TEXT SECTION:

►

Joint MtSE-Physics Dept Seminar

 

September 30, Friday (** SPECIAL DAY**)

 

Ultrafast Optical Characterization of Novel Mid-Infrared Nanoscale Structures

 

Dr. Anthony M. Johnson

Director, Center for Advanced Studies in Photonics Research

Professor of Physics, Computer Science & Electrical Engineering

University of Maryland, Baltimore County

 

(Optics & Materials Physics, Host: Ravindra)

 

Time: 11:45am-12:45pm with 11:30am tea time

Room: ECE 202

 

         Ultrafast optical phenomena refers to dynamical processes that occur in various forms of matter on the timescale of picoseconds (10-12 s, ps), femtoseconds (10-15 s, fs) and attoseconds (10-18 s, as). These phenomena are relegated to the optical domain, primarily because only lasers have been fast enough to probe many of these processes. Ultrashort pulses of light have been utilized in fundamental studies of disciplines as diverse as semiconductor physics, lightwave transmission systems and biological systems. Mid-Infrared (Mid-IR) optical spectroscopy rests on the fact that practically all chemicals are uniquely identifiable by their vibrational spectra through optical probing of absorption or transmission and that the strongest vibrational resonance frequencies are in the mid-IR (λ ~ 3-30 µm). Mid-IR lasers are thus needed to perform this spectroscopy and one such laser is the quantum cascade laser (QCL). There are fundamental processes in the QCL that occur on fs and ps timescales and thus the need for an ultrafast mid-IR laser. In this talk, I will discuss the generation and use of fs mid-IR optical pulses to investigate the ultrafast gain dynamics and nonlinear optical properties of active mid-IR semiconductor QCLs. These mid-infrared QCLs are fundamentally different from the traditional visible and near-infrared semiconductor lasers that are common in everyday DVD players and supermarket scanners – these differences will also be discussed.

 

This work was partially supported by NSF MRI Grant NSF ECS-0619548 and MIRTHE Grant NSF ERC-0540832.

◄

Can you repeat everything in the seminar announcement from "Dr. Anthony M." down to "Physics, Host: Ravindra)", but swap "Host" for "Organizer"? Rely on nothing but the seminar announcement above.

DATASET CONTENT:
►

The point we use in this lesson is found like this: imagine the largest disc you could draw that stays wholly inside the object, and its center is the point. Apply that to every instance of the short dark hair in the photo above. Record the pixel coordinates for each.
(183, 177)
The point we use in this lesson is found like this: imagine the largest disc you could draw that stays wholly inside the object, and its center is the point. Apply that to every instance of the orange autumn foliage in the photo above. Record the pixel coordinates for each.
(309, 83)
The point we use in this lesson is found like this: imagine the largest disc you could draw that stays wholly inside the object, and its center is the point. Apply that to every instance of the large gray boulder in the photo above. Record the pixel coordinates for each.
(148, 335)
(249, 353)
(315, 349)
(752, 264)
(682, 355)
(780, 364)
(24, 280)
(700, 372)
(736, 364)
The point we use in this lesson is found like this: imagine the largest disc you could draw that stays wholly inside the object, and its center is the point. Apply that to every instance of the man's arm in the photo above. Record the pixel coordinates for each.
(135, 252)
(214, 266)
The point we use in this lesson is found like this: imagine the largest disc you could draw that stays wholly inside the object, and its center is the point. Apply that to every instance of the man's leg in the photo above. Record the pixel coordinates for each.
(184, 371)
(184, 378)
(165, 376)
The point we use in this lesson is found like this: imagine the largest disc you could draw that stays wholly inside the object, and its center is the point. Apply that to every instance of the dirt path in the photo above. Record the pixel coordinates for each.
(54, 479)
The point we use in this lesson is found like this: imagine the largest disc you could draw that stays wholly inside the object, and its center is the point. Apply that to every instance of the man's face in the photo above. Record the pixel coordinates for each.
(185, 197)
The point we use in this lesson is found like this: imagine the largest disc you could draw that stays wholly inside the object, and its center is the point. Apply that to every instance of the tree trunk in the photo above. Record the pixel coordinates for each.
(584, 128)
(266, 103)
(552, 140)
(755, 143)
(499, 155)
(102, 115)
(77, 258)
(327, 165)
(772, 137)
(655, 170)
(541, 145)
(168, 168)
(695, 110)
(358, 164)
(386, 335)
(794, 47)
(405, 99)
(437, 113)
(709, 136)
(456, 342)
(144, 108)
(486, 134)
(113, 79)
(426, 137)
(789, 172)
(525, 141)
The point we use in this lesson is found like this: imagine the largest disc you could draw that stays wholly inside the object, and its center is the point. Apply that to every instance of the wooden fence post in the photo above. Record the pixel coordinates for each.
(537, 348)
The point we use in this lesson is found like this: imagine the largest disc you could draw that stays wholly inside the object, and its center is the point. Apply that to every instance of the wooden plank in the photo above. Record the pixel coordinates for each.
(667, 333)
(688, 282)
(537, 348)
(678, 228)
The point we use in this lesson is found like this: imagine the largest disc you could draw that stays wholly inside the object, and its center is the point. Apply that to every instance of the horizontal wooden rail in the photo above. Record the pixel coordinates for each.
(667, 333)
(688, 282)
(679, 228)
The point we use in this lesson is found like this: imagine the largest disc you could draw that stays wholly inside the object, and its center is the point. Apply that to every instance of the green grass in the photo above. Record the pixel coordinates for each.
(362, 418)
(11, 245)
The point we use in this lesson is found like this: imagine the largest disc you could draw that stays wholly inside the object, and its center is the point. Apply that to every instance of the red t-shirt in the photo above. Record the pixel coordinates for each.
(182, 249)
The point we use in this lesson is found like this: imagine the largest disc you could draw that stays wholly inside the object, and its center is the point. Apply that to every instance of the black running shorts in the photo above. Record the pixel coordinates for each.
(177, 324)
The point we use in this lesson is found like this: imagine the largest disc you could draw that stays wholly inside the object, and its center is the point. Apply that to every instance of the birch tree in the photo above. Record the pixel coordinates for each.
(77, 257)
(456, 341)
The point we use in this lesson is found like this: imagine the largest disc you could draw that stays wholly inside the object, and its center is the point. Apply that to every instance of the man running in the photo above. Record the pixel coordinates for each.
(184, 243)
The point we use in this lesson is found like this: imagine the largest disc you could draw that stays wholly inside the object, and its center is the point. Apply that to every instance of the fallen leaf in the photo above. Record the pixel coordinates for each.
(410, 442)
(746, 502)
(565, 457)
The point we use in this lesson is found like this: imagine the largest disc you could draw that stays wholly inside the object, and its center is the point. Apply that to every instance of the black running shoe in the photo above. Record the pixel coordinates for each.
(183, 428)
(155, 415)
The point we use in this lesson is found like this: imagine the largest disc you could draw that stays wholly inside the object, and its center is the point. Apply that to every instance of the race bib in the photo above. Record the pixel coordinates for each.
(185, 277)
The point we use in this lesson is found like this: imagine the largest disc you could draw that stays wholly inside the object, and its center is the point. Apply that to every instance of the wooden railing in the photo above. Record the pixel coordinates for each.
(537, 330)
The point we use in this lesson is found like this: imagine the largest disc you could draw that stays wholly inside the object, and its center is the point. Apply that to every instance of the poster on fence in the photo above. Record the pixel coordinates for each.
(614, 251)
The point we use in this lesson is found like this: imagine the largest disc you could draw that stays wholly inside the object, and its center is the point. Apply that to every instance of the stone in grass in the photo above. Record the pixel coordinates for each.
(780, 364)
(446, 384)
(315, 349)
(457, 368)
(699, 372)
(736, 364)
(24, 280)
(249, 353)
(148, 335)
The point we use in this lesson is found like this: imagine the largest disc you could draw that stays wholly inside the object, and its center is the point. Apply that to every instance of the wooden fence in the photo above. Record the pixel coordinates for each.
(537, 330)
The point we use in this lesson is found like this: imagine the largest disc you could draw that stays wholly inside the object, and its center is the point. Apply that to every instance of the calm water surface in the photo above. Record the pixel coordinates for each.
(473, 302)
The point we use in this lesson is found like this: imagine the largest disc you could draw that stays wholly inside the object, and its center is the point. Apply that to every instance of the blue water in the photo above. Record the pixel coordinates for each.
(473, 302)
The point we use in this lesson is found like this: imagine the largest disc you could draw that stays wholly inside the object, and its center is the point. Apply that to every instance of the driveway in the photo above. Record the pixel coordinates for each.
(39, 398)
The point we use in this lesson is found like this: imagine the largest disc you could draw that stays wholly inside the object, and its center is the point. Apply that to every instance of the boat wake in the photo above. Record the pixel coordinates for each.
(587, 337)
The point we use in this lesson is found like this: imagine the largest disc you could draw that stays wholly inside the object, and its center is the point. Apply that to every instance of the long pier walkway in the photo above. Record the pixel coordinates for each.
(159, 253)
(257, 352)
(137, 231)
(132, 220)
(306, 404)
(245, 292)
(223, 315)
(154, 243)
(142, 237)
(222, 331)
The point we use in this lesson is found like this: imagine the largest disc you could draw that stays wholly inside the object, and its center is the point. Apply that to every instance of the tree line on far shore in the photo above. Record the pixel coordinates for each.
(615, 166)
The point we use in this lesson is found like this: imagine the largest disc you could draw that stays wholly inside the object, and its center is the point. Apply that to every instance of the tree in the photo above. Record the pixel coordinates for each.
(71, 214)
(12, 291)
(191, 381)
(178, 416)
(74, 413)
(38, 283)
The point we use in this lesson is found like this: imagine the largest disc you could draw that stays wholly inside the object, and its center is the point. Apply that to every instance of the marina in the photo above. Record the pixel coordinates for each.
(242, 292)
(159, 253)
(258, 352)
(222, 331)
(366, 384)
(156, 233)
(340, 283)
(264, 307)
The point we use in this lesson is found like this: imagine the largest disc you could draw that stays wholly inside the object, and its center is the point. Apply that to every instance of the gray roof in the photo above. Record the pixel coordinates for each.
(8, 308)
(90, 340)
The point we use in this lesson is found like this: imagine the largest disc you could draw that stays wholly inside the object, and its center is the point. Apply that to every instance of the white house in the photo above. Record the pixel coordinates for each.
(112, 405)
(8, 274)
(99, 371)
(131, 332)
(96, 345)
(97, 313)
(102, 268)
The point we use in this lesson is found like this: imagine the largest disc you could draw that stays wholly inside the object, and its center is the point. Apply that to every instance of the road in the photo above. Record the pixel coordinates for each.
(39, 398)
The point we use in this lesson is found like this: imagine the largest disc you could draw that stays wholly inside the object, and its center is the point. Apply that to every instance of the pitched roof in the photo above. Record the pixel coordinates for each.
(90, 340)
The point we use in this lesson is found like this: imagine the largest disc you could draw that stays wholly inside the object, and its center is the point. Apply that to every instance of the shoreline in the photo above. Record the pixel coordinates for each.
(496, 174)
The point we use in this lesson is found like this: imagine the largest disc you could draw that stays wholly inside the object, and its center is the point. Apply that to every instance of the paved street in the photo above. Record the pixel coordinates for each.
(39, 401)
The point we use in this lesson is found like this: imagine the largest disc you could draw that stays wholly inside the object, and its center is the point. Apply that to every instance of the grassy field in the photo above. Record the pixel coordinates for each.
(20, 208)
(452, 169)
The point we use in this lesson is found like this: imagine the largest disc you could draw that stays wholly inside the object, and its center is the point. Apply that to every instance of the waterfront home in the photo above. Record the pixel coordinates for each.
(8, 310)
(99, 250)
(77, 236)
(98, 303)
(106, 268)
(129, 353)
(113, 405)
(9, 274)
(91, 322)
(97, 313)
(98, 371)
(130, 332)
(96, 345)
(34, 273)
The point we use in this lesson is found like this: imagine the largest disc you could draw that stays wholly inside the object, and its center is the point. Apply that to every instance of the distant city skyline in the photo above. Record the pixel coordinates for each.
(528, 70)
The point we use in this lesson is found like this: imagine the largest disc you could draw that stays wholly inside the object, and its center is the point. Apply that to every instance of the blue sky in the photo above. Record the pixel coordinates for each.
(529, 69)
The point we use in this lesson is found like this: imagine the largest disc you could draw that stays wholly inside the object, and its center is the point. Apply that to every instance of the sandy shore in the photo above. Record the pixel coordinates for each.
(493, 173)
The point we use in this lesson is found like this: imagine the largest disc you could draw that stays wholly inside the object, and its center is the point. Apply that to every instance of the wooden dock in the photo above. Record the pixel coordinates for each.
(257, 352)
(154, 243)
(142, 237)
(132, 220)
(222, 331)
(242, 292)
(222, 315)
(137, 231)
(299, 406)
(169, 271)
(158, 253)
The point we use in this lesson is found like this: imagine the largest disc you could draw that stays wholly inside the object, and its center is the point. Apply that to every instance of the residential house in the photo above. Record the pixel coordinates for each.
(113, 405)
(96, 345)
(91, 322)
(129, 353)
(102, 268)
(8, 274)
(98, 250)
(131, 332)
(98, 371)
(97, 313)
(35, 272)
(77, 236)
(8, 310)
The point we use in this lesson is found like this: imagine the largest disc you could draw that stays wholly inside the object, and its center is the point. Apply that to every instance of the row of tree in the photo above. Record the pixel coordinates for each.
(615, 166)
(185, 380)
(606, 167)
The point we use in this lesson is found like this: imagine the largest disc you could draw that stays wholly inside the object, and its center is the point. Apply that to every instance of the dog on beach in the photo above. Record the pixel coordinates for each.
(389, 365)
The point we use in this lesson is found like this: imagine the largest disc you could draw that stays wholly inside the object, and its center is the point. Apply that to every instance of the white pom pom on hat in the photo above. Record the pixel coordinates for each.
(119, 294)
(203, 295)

◄

ANSWER BOX:
Dr. Anthony M. Johnson

Director, Center for Advanced Studies in Photonics Research

Professor of Physics, Computer Science & Electrical Engineering

University of Maryland, Baltimore County

 

(Optics & Materials Physics, Organizer: Ravindra)